■ Records shown ■

=-=-=

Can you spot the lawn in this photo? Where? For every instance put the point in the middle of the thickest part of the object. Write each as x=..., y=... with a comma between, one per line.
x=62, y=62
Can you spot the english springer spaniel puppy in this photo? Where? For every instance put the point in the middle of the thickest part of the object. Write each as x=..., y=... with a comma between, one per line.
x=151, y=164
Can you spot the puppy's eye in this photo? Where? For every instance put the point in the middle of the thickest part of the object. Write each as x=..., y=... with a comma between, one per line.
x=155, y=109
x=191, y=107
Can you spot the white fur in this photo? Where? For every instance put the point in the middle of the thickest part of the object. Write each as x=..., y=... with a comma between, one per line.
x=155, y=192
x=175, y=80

=-=-=

■ Instruction ■
Write out every entry verbatim.

■ Task response ■
Can you spot the lawn in this photo? Where? For every instance put the point in the middle of the thickest part of the object. Write each as x=..., y=... with a comma between, one per line.
x=62, y=62
Can you spot the english springer spaniel puppy in this photo? Where? For every instance put the point in the middle of the thickest part of the object. Write each as x=..., y=... with a comma between, one per line.
x=151, y=164
Can you spot the puppy's eye in this photo? Where? For every instance put the point in the middle of the thickest part of the object. Write each as x=..., y=... with a comma between, one per line.
x=155, y=109
x=191, y=107
Can you spot the white fur in this photo? Where? For every instance put the point in the middle of the thickest part of the object. Write each as x=..., y=... with a comma between, one per line.
x=155, y=192
x=175, y=80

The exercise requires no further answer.